_What is expected_
Turn the data below into a numbered list, dropping any blank lines.

_Data rows_
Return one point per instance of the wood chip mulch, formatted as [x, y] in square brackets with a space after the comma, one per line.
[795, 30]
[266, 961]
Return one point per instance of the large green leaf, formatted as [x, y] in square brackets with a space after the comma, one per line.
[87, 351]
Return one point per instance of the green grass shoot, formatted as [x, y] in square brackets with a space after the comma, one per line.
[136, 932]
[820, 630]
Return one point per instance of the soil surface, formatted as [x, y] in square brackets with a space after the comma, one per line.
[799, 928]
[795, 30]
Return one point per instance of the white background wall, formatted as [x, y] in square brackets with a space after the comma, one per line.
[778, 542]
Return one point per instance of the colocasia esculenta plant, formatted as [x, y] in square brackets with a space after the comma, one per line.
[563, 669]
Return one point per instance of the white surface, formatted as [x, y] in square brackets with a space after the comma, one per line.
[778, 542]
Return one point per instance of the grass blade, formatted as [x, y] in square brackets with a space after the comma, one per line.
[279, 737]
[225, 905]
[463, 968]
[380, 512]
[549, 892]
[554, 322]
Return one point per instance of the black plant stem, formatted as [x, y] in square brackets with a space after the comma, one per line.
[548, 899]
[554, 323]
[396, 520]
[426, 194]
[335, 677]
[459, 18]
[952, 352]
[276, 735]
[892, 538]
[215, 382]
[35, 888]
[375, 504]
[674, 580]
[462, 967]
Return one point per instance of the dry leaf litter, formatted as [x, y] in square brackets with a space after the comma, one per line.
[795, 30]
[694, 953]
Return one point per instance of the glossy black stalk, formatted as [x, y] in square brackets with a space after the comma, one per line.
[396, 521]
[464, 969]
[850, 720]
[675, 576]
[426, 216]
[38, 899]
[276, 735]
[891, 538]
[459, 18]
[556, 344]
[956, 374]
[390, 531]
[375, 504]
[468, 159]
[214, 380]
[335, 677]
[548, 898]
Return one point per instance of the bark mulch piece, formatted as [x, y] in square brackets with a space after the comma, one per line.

_Response to this exercise_
1. Return one point per instance of the wood chip mulch, formatted as [x, y] in square brackets with a space after the comma, one per line.
2. [795, 30]
3. [266, 961]
4. Return one point per instance of the large green leaf, formatted as [x, y] in square brackets with a space after the comma, one per line.
5. [87, 351]
6. Return one point per instance of the green grass shoot, formatted as [x, y] in square brackets with a space after the comma, one per line.
7. [136, 932]
8. [820, 630]
9. Return one point per instance of the soil surface, formatted as [x, y] in square brackets with a space after the comma, one per line.
10. [799, 928]
11. [795, 30]
12. Return one point per instance of the white background wall, formatted as [x, y] in square brackets with a space after the comma, one per line.
13. [778, 542]
14. Return one point per instance of the colocasia esculenta plant, formatted as [x, y] in square brackets with a space after the comma, one per line.
15. [563, 669]
16. Return one point per instance of the white surface, formatted as [x, y] in square brackets with a space after the comma, one per line.
17. [778, 542]
18. Return one point per instance of the grass blade, formatted as [x, y] in square brackets with a space after the comma, one per line.
19. [279, 737]
20. [225, 905]
21. [463, 968]
22. [380, 512]
23. [549, 892]
24. [554, 322]
25. Return one point per instance of the black plant stem, formatted as [x, y] in square brackets with a space after the comma, one per line.
26. [548, 899]
27. [554, 323]
28. [396, 520]
29. [426, 194]
30. [335, 677]
31. [459, 18]
32. [952, 352]
33. [276, 735]
34. [892, 538]
35. [215, 382]
36. [35, 888]
37. [375, 504]
38. [674, 580]
39. [462, 967]
40. Return one point per instance of the dry leaf litter, formatted as [x, y] in square brackets with a space after the comma, one per line.
41. [795, 30]
42. [694, 953]
43. Return one point per instance of the glossy black stalk, formatted as [x, y] in square brackets with a space after the comma, one per line.
44. [396, 521]
45. [464, 969]
46. [850, 720]
47. [675, 576]
48. [426, 216]
49. [38, 899]
50. [276, 735]
51. [891, 538]
52. [459, 18]
53. [556, 344]
54. [956, 374]
55. [390, 531]
56. [375, 504]
57. [468, 159]
58. [214, 380]
59. [335, 677]
60. [548, 898]
61. Return one point per instance of the bark mulch piece, formatted as [x, y] in square brackets with a space after the comma, one per line.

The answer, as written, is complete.